● **Task to carry out**
The answer must consist of every line below that contains the word "hillside".

[Saved data entries]
=== Begin Enclosure ===

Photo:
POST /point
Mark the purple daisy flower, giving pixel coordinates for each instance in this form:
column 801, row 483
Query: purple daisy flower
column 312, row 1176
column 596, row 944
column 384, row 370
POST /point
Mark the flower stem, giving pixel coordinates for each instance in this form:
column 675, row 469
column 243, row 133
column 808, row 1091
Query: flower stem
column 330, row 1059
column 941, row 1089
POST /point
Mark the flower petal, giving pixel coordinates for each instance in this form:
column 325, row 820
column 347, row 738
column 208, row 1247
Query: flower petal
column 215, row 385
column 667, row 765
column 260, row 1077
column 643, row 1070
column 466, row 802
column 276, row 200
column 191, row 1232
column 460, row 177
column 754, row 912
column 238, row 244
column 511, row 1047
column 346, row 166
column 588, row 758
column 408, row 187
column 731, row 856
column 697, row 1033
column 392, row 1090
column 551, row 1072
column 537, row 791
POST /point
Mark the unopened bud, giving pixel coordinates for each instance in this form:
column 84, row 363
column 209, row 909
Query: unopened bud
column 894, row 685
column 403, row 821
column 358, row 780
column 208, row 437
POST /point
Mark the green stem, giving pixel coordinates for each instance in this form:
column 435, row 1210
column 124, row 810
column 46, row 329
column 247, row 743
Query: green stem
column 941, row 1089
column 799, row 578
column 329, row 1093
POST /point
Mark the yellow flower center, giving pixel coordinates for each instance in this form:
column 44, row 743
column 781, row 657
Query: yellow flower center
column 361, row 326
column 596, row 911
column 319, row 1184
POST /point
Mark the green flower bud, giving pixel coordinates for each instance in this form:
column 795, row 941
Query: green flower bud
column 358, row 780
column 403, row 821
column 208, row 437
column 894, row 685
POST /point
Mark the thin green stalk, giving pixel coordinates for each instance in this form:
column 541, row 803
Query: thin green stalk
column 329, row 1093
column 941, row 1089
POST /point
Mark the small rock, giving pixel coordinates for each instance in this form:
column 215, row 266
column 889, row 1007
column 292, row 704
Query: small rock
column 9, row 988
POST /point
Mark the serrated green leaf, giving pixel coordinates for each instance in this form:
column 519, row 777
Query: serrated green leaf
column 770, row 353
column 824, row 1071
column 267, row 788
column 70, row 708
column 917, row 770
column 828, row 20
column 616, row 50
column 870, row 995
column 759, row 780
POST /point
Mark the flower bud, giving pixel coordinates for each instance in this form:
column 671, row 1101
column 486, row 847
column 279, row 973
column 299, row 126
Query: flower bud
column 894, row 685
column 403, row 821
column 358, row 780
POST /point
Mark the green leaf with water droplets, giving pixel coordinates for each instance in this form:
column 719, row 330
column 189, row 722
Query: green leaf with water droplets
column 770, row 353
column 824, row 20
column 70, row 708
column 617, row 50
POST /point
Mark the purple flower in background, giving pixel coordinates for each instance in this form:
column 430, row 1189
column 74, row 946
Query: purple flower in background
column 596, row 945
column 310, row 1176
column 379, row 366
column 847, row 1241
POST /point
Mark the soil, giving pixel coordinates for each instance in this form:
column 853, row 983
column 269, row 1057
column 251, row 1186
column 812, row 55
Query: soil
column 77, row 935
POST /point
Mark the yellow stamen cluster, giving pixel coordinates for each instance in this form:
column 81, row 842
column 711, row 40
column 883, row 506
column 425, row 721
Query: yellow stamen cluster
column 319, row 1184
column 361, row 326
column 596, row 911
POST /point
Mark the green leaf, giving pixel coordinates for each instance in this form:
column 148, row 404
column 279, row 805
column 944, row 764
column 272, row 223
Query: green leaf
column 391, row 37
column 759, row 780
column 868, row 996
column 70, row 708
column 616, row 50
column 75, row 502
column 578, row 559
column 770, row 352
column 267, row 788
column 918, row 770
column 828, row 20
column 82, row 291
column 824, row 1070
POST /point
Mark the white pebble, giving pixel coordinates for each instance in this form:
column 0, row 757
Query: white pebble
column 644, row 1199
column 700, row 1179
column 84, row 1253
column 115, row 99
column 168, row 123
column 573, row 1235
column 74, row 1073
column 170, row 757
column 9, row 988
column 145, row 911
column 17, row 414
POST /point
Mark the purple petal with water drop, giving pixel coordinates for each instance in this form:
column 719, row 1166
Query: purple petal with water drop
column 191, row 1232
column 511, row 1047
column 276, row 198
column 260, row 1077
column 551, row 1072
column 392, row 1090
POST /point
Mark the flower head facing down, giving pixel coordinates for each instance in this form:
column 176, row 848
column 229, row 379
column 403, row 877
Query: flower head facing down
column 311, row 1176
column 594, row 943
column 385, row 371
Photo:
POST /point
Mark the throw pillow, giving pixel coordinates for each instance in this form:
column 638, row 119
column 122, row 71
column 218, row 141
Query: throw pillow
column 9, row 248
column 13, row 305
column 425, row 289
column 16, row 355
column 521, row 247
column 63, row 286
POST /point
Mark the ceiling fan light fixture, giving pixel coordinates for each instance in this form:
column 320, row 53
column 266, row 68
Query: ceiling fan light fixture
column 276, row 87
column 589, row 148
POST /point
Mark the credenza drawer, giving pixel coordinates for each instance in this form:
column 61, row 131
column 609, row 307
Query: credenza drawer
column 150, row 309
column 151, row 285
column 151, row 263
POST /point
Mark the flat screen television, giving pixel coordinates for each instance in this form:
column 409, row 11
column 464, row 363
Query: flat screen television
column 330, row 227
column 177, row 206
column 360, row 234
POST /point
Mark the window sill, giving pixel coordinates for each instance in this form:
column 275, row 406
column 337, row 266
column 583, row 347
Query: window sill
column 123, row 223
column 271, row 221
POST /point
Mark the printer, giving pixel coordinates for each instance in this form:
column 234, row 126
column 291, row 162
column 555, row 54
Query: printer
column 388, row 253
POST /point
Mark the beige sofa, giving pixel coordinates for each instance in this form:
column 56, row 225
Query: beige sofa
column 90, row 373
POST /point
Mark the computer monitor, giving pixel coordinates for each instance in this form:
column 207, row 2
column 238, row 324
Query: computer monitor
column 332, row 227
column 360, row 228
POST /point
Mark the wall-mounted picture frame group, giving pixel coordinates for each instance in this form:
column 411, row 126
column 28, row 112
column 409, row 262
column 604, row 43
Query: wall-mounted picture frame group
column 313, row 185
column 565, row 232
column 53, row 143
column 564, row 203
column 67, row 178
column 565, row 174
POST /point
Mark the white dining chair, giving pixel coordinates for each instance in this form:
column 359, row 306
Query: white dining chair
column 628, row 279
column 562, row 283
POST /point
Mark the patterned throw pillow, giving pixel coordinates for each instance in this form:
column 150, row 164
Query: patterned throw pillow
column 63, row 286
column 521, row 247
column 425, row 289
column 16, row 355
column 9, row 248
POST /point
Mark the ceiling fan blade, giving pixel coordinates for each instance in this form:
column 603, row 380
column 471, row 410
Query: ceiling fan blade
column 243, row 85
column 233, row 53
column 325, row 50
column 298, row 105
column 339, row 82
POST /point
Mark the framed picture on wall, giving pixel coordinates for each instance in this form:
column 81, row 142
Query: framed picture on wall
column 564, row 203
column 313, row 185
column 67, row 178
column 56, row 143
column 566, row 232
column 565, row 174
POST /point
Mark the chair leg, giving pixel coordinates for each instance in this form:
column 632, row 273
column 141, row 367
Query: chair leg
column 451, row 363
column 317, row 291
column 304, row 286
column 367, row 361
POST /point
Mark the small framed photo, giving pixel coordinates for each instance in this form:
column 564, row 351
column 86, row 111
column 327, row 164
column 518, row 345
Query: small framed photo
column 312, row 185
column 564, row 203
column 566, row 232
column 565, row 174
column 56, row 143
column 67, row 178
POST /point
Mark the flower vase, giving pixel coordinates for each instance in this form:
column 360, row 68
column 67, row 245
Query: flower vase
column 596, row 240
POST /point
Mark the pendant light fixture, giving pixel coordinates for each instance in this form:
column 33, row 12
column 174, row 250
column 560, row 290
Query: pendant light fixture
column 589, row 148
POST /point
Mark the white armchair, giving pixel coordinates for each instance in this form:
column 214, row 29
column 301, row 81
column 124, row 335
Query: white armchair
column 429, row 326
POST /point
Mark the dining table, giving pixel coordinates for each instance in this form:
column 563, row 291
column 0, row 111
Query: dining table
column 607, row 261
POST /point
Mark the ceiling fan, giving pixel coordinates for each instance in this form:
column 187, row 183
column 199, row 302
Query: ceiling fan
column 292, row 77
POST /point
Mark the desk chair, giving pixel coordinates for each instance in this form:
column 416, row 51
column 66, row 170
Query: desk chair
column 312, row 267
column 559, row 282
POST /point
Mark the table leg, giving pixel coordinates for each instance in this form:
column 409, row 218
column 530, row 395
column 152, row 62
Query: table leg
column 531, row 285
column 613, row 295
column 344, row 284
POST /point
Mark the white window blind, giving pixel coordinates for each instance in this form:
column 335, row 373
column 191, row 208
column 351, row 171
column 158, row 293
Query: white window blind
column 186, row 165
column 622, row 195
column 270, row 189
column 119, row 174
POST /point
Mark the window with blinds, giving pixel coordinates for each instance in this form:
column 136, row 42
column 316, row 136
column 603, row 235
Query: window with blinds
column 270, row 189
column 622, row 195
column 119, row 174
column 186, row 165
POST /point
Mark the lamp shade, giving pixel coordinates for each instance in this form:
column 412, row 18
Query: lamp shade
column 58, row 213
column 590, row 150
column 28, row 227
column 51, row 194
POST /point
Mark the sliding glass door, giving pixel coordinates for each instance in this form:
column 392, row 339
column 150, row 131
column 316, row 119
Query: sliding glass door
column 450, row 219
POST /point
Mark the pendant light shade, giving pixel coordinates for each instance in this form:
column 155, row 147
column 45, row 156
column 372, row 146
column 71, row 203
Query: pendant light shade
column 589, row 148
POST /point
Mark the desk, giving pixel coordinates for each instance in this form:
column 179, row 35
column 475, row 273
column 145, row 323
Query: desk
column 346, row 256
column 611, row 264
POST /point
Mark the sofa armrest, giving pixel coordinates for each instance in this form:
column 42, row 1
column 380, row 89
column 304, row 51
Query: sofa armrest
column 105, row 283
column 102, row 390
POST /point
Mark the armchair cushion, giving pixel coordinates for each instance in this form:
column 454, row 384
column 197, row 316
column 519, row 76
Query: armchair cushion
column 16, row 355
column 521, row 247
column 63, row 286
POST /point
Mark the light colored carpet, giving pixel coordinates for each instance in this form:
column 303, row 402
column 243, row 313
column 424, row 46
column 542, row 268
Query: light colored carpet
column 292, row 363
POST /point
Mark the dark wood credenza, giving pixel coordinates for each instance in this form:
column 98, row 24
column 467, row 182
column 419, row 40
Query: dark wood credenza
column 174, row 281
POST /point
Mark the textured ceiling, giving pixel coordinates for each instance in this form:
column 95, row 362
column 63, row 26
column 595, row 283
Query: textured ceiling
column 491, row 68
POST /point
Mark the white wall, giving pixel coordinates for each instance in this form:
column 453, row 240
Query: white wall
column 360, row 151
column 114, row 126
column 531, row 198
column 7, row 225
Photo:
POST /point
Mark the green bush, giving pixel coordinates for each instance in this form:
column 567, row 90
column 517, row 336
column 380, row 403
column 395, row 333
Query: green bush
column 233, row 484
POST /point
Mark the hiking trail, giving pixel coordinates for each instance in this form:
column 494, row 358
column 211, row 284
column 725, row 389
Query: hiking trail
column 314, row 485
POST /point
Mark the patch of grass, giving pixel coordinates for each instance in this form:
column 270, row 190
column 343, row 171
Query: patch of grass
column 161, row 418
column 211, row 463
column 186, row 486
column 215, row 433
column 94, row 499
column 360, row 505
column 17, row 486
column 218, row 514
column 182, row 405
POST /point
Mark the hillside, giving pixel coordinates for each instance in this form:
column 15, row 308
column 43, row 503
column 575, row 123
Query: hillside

=== End Enclosure ===

● **The answer**
Mark the hillside, giving pixel coordinates for each instance in this form:
Query: hillside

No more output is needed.